Copy the stretch of the commit text below from "Add new step" through "is piecewise constant.", substituting "quantity" for "metric".

Source excerpt:
--- begin ---
Add new step graph type to event log visualization tool. Currently used for bitrate estimate and accumulated packet count, but could in general be used for any metric that is piecewise constant.

BUG=None

Review-Url: https://codereview.webrtc.org/2653343004
Cr-Commit-Position: refs/heads/master@{#16399}

webrtc/tools/event_log_visualizer/analyzer.cc

@@ -555,12 +555,11 @@ void EventLogAnalyzer::CreateAccumulatedPacketsTimeSeries(
 
     TimeSeries time_series;
     time_series.label = label_prefix + " " + GetStreamName(stream_id);
-    time_series.style = LINE_GRAPH;
+    time_series.style = LINE_STEP_GRAPH;
 
     for (size_t i = 0; i < packet_stream.size(); i++) {
       float x = static_cast<float>(packet_stream[i].timestamp - begin_time_) /
                 1000000;
-      time_series.points.emplace_back(x, i);
       time_series.points.emplace_back(x, i + 1);
     }
 
@@ -893,9 +892,8 @@ void EventLogAnalyzer::CreateTotalBitrateGraph(
       plot->series_list_.back().points.emplace_back(x, y);
     }
     plot->series_list_.back().label = "Loss-based estimate";
-    plot->series_list_.back().style = LINE_GRAPH;
+    plot->series_list_.back().style = LINE_STEP_GRAPH;
   }
-  plot->series_list_.back().style = LINE_GRAPH;
   plot->SetXAxis(0, call_duration_s_, "Time (s)", kLeftMargin, kRightMargin);
   plot->SetSuggestedYAxis(0, 1, "Bitrate (kbps)", kBottomMargin, kTopMargin);
   if (desired_direction == webrtc::PacketDirection::kIncomingPacket) {

webrtc/tools/event_log_visualizer/chart.proto

@@ -9,6 +9,7 @@ message ChartStyle {
     UNDEFINED = 0;
     LINE_CHART = 1;
     BAR_CHART = 2;
+    LINE_STEP_CHART = 3;
   }
 }
 
@@ -33,4 +34,4 @@ message Chart {
 
 message ChartCollection {
   repeated Chart charts = 1;
-}
+}

webrtc/tools/event_log_visualizer/plot_base.h

@@ -18,7 +18,7 @@
 namespace webrtc {
 namespace plotting {
 
-enum PlotStyle { LINE_GRAPH, LINE_DOT_GRAPH, BAR_GRAPH };
+enum PlotStyle { LINE_GRAPH, LINE_DOT_GRAPH, BAR_GRAPH, LINE_STEP_GRAPH };
 
 struct TimeSeriesPoint {
   TimeSeriesPoint(float x, float y) : x(x), y(y) {}

webrtc/tools/event_log_visualizer/plot_protobuf.cc

@@ -38,6 +38,8 @@ void ProtobufPlot::ExportProtobuf(webrtc::analytics::Chart* chart) {
     } else if (series_list_[i].style == LINE_DOT_GRAPH) {
       data_set->set_style(webrtc::analytics::ChartStyle::LINE_CHART);
       data_set->set_highlight_points(true);
+    } else if (series_list_[i].style == LINE_STEP_GRAPH) {
+      data_set->set_style(webrtc::analytics::ChartStyle::LINE_STEP_CHART);
     } else {
       data_set->set_style(webrtc::analytics::ChartStyle::UNDEFINED);
     }

webrtc/tools/event_log_visualizer/plot_python.cc

@@ -65,6 +65,16 @@ void PythonPlot::Draw() {
             "plt.plot(x%zu, y%zu, color=rgb_colors[%zu], label=\'%s\', "
--- end ---
Stored data:
--- begin ---
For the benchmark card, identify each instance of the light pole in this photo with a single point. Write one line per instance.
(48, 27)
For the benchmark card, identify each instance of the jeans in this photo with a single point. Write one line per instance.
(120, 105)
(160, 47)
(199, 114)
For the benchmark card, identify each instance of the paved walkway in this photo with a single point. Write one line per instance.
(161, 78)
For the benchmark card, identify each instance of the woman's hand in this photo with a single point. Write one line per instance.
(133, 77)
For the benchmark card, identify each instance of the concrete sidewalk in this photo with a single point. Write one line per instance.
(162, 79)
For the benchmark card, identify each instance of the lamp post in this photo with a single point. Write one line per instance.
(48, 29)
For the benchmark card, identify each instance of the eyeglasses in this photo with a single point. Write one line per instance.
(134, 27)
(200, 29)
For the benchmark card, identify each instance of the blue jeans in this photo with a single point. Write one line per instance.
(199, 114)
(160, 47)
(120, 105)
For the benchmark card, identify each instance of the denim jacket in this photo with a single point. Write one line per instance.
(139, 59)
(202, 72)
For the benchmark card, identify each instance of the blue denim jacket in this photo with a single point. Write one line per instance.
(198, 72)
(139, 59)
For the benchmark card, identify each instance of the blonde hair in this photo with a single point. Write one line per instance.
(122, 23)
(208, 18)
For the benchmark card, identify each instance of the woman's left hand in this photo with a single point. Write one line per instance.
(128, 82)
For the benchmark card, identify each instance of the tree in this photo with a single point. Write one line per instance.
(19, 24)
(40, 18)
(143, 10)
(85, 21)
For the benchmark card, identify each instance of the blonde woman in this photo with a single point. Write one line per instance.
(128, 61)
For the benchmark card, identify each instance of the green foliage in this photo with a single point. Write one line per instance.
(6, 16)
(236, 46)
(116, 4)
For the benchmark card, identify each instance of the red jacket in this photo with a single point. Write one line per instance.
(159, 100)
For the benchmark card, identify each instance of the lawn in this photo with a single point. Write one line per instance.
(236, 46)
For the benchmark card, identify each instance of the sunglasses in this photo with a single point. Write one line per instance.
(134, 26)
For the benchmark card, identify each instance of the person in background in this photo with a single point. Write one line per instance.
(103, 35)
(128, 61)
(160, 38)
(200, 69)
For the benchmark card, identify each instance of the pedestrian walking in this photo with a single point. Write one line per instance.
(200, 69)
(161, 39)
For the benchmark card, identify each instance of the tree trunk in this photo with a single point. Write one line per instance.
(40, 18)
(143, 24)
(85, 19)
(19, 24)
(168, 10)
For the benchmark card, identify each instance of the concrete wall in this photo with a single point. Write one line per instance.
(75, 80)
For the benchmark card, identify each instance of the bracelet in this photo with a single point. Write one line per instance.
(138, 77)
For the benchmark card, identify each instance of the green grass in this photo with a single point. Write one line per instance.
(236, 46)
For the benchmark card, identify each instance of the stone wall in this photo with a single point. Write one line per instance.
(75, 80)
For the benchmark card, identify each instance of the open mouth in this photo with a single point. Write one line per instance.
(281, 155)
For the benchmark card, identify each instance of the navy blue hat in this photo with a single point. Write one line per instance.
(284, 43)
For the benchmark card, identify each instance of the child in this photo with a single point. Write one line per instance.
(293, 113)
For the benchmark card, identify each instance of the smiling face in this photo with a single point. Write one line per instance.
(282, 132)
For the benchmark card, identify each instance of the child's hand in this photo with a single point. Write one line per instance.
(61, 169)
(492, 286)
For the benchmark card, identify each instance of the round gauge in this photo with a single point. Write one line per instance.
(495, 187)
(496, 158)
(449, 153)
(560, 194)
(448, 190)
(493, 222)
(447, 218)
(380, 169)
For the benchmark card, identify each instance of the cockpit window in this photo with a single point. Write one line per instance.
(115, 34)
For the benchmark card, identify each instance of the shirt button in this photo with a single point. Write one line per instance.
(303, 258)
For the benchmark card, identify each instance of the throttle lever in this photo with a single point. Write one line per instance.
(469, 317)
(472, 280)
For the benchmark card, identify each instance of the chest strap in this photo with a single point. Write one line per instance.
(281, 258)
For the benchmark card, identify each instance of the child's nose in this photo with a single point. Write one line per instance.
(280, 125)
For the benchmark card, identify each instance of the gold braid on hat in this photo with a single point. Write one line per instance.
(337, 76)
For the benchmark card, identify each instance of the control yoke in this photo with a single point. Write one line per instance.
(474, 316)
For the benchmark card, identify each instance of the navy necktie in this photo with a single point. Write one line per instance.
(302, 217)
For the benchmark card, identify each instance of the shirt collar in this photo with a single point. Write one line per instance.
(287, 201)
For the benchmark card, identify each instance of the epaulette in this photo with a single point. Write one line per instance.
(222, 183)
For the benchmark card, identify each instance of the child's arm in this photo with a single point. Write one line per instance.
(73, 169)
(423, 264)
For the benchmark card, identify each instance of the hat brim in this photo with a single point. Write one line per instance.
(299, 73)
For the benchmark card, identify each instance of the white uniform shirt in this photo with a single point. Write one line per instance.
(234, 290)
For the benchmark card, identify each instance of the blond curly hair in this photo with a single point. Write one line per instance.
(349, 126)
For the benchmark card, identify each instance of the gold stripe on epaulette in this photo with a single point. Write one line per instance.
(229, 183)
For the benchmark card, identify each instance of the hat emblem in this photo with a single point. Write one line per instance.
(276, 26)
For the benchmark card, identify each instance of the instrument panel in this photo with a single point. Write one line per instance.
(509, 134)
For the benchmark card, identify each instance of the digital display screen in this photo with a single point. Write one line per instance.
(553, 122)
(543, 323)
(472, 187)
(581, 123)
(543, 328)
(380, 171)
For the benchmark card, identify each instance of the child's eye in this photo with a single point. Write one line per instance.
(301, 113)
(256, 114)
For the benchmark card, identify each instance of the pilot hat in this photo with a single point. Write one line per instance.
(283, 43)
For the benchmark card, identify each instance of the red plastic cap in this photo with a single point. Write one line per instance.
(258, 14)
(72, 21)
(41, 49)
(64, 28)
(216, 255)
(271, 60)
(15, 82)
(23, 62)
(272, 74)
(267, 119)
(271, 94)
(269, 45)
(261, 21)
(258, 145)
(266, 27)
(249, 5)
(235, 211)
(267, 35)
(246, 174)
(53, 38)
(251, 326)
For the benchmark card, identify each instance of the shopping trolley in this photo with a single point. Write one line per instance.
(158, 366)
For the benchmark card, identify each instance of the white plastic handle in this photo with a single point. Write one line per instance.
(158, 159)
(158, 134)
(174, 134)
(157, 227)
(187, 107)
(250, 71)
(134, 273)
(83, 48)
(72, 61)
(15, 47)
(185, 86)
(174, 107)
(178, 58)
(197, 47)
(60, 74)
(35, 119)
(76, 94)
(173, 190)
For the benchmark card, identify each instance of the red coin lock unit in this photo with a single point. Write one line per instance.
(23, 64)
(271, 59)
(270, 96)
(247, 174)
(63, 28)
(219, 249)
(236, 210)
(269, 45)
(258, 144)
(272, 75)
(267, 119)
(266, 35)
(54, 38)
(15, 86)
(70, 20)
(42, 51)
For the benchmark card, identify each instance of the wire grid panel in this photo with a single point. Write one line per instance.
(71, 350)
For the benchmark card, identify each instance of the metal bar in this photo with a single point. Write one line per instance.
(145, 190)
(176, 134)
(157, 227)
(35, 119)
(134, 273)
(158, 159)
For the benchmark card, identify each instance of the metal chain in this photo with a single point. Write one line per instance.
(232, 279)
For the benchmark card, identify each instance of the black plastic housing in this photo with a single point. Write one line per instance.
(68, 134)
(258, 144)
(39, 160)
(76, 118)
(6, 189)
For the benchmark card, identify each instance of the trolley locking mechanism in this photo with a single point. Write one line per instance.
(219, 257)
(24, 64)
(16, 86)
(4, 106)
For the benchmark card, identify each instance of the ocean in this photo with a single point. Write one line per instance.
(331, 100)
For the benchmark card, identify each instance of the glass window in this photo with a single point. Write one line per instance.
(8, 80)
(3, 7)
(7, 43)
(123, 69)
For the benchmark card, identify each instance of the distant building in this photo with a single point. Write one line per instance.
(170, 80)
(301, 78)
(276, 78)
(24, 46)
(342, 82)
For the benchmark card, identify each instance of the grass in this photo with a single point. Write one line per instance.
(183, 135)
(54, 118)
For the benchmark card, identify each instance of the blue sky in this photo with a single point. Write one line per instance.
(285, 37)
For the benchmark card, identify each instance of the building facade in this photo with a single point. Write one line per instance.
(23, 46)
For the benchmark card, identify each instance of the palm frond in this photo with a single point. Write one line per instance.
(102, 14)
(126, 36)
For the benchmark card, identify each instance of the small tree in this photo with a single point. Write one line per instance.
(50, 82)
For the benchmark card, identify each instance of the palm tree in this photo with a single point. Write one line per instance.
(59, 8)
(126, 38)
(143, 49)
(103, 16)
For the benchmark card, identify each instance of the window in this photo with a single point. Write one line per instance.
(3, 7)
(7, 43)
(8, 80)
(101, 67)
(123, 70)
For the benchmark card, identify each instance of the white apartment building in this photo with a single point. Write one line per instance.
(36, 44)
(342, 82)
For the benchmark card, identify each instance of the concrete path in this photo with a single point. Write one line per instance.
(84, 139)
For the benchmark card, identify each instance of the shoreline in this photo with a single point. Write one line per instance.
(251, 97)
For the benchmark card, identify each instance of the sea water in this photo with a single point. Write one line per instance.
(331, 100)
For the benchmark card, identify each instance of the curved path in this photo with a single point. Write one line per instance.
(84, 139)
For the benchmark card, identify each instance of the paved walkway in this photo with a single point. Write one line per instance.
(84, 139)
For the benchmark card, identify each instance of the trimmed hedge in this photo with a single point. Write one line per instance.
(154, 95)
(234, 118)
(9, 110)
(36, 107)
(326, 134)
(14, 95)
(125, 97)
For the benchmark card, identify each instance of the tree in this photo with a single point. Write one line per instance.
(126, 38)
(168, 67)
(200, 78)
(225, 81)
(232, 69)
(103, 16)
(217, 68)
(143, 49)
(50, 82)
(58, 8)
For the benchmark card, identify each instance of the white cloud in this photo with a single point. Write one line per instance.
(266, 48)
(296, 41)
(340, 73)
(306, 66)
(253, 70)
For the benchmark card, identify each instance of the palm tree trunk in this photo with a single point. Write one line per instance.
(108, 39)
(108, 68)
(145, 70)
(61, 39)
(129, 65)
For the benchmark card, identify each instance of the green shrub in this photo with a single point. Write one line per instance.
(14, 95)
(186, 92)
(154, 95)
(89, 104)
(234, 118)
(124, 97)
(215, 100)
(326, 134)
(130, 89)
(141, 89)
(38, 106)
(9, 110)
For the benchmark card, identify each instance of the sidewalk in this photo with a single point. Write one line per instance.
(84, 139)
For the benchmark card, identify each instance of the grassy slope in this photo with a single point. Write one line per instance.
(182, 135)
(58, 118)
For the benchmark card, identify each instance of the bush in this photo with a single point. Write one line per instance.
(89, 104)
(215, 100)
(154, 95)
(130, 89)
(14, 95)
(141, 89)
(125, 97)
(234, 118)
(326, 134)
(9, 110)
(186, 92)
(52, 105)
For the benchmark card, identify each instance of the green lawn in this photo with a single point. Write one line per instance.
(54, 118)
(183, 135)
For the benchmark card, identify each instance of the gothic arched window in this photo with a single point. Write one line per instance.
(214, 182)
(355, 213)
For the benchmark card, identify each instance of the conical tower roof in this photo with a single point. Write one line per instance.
--- end ---
Result of the task:
Add new step graph type to event log visualization tool. Currently used for bitrate estimate and accumulated packet count, but could in general be used for any quantity that is piecewise constant.